## Provided entries
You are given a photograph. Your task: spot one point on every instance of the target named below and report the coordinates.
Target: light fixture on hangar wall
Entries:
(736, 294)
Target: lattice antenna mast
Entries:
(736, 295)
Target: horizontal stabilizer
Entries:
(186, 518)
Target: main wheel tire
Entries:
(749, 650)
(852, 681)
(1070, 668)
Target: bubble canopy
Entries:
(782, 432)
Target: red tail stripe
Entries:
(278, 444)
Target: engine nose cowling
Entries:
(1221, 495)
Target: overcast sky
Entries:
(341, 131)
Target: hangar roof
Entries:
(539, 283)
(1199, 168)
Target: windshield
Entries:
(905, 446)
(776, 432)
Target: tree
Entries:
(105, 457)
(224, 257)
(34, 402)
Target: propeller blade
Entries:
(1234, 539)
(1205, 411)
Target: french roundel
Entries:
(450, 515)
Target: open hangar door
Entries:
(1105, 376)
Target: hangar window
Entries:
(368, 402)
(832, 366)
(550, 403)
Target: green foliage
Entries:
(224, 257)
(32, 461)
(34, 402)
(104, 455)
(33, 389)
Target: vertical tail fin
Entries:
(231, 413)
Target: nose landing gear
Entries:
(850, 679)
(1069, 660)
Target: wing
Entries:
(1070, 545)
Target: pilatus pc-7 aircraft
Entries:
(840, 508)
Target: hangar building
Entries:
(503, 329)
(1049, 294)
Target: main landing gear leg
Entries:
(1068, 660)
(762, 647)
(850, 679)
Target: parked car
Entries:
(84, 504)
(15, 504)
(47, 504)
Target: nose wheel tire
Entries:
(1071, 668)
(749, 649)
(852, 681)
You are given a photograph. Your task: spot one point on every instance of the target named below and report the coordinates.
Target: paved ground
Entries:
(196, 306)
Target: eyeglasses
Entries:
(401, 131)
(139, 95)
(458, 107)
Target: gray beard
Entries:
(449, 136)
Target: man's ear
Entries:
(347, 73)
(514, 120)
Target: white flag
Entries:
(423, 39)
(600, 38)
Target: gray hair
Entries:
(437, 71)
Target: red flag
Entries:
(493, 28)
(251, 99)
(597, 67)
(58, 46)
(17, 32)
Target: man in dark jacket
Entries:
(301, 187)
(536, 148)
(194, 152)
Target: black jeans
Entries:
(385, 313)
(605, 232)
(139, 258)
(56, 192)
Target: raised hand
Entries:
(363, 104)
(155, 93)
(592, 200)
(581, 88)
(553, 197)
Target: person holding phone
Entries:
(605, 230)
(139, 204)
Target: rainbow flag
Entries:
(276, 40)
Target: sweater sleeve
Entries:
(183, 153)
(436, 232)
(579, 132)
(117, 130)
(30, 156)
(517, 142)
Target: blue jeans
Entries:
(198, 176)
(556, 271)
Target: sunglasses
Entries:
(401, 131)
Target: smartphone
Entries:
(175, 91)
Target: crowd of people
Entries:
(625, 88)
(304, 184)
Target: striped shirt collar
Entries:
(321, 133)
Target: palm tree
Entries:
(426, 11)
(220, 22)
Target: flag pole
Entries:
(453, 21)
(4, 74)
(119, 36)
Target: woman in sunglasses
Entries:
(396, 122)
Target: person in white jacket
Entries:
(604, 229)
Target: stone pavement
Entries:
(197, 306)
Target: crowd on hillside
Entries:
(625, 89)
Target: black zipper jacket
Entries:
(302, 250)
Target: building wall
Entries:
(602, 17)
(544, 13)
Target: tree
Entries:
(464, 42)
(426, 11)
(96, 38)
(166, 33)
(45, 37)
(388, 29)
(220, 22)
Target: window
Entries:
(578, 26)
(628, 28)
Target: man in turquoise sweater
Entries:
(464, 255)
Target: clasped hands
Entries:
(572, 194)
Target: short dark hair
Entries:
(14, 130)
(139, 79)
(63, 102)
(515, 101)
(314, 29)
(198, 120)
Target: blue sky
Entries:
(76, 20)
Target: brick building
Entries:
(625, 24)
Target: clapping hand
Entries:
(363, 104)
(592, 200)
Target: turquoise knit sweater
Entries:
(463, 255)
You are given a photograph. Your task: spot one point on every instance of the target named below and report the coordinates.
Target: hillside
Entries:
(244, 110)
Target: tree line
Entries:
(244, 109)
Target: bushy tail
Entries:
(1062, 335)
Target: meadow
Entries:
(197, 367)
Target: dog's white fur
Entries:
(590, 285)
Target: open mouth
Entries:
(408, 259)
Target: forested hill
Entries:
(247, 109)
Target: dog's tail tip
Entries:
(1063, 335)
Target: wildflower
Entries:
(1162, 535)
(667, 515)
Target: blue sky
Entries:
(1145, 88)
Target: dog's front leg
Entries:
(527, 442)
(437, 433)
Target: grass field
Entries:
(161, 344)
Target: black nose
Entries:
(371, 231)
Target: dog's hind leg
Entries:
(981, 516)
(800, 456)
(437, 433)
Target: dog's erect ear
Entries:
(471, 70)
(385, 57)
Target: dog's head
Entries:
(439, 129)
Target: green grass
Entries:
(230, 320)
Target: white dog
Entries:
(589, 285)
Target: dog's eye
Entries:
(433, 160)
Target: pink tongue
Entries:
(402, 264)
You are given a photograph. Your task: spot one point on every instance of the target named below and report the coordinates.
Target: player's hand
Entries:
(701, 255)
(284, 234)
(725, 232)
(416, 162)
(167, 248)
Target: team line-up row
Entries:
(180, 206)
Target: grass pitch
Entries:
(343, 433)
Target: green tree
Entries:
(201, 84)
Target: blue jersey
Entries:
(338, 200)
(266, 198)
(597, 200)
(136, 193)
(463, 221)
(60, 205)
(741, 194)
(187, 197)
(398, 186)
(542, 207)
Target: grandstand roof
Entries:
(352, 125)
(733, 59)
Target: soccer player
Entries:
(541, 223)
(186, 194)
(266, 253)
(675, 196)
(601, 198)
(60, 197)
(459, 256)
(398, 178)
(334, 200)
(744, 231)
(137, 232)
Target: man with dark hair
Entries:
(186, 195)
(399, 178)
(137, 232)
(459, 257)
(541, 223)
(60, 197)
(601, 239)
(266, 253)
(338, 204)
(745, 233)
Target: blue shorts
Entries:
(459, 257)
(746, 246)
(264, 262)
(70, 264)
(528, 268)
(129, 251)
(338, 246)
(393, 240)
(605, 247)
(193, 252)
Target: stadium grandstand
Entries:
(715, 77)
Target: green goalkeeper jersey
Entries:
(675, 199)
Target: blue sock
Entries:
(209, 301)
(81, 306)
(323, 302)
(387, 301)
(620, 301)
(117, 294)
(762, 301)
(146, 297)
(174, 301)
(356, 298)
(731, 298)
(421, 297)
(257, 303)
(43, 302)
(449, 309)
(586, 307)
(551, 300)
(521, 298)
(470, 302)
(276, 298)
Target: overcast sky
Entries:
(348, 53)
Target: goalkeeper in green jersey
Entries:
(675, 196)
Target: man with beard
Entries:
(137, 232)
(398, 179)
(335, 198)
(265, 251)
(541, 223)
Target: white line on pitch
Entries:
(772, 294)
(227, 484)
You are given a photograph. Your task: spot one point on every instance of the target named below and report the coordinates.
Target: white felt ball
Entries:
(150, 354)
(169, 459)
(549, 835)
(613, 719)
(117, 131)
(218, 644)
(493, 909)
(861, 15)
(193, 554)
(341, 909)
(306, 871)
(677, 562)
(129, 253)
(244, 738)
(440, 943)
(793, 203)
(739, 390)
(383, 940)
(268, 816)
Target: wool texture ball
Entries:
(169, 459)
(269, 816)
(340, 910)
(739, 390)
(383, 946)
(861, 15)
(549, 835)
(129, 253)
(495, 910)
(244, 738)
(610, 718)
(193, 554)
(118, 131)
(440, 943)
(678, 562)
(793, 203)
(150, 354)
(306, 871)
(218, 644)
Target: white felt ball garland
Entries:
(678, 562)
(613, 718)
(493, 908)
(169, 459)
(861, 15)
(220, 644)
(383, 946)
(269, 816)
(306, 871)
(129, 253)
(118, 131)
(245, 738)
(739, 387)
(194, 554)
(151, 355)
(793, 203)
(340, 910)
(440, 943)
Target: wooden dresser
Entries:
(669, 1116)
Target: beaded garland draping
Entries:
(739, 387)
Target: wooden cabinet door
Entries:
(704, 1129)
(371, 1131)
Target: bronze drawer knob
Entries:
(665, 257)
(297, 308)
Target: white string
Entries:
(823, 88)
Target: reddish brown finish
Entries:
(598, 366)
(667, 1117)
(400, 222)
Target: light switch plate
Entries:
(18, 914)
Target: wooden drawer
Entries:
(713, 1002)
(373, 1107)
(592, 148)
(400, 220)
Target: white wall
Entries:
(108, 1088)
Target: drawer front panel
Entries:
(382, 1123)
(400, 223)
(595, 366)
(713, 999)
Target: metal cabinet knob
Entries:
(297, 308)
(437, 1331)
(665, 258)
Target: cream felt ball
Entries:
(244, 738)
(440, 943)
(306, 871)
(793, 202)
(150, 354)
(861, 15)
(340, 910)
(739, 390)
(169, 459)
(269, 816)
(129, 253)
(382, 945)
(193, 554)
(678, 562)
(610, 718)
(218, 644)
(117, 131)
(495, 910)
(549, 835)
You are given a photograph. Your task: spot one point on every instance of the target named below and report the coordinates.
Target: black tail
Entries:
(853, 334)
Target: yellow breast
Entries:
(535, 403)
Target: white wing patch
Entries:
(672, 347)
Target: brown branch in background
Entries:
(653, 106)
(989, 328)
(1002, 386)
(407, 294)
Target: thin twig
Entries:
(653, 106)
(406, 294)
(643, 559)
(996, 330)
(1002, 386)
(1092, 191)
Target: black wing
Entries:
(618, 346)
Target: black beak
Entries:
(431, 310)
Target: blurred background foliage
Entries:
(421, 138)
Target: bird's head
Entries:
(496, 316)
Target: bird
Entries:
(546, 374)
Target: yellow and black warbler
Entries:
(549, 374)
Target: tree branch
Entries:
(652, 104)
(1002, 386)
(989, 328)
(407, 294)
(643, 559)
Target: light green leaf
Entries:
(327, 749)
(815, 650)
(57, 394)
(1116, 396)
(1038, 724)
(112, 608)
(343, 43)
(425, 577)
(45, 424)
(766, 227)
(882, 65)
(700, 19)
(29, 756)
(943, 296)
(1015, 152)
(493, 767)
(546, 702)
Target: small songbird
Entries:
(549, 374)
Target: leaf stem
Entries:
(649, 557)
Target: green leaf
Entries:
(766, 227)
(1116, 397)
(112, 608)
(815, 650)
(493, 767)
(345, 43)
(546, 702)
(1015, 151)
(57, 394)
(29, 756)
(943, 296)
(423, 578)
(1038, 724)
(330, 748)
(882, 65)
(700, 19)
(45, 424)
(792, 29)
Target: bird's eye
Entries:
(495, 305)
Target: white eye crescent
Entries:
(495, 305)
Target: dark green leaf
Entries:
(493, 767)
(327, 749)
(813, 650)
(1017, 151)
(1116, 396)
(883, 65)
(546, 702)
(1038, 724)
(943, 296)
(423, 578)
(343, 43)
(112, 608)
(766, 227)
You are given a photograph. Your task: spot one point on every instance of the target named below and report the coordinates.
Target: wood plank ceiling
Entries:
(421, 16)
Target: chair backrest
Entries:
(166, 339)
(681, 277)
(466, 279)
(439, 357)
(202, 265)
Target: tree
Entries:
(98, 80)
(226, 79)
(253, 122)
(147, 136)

## Exercise instructions
Of the entries above, repeat exactly the lines between the line with "Target: bushy tail" and the line with "Target: white line on pitch", inclusive, and no others.

## Solution to this task
Target: bushy tail
Entries:
(1062, 335)
Target: meadow
Entries:
(197, 367)
Target: dog's white fur
Entries:
(590, 285)
Target: open mouth
Entries:
(408, 259)
Target: forested hill
Entries:
(247, 109)
Target: dog's tail tip
Entries:
(1063, 335)
Target: wildflower
Entries:
(1162, 535)
(667, 515)
Target: blue sky
Entries:
(1145, 88)
Target: dog's front leg
Entries:
(527, 442)
(437, 433)
Target: grass field
Entries:
(161, 344)
Target: black nose
Entries:
(371, 231)
Target: dog's hind leg
Entries:
(981, 516)
(800, 456)
(437, 433)
Target: dog's erect ear
Entries:
(471, 70)
(385, 57)
Target: dog's head
Entries:
(439, 129)
Target: green grass
Entries:
(230, 320)
Target: white dog
Entries:
(589, 285)
Target: dog's eye
Entries:
(433, 160)
Target: pink tongue
Entries:
(402, 264)
You are given a photograph. Your task: spot one point on every instance of the target named below and report the coordinates.
Target: player's hand
Entries:
(701, 255)
(284, 234)
(725, 232)
(416, 162)
(167, 248)
Target: team line-up row
Entries:
(180, 206)
Target: grass pitch
Entries:
(343, 433)
Target: green tree
Entries:
(201, 84)
Target: blue jersey
Entries:
(338, 200)
(266, 198)
(597, 200)
(136, 193)
(463, 221)
(60, 205)
(741, 194)
(187, 197)
(398, 186)
(542, 207)
Target: grandstand roof
Entries:
(352, 125)
(733, 59)
Target: soccer player
Entries:
(541, 223)
(186, 194)
(266, 253)
(675, 196)
(601, 198)
(60, 197)
(459, 256)
(398, 178)
(334, 200)
(744, 231)
(137, 232)
Target: man with dark hair
Entries:
(186, 195)
(399, 178)
(137, 232)
(459, 257)
(541, 223)
(60, 197)
(601, 239)
(266, 253)
(338, 204)
(745, 233)
Target: blue shorts
Entries:
(459, 257)
(746, 246)
(264, 262)
(70, 264)
(528, 268)
(129, 251)
(338, 246)
(393, 240)
(605, 247)
(193, 252)
Target: stadium grandstand
Entries:
(715, 77)
Target: green goalkeeper jersey
Entries:
(675, 199)
Target: blue sock
Entries:
(209, 301)
(81, 306)
(323, 302)
(387, 301)
(620, 301)
(117, 294)
(762, 301)
(146, 297)
(174, 301)
(356, 298)
(731, 298)
(421, 297)
(257, 303)
(43, 302)
(449, 309)
(586, 307)
(551, 300)
(521, 298)
(470, 302)
(276, 298)
Target: overcast sky
Entries:
(348, 53)
Target: goalkeeper in green jersey
Entries:
(675, 196)
Target: man with beard
Entries:
(137, 232)
(398, 179)
(335, 198)
(265, 251)
(541, 223)
Target: white line on pitch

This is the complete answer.